EXERCISE AIM:
This exercise requires every record to be repeated exactly.

GIVEN RECORDS:
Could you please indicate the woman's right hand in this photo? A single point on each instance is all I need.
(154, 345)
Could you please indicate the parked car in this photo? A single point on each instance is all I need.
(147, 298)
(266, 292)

WRITTEN RESPONSE:
Could you please indicate the woman's right hand in this photo? A single point on each instance is all I need.
(154, 345)
Could you please indicate the parked car in this photo? A single point on each instance is all I need.
(147, 298)
(266, 292)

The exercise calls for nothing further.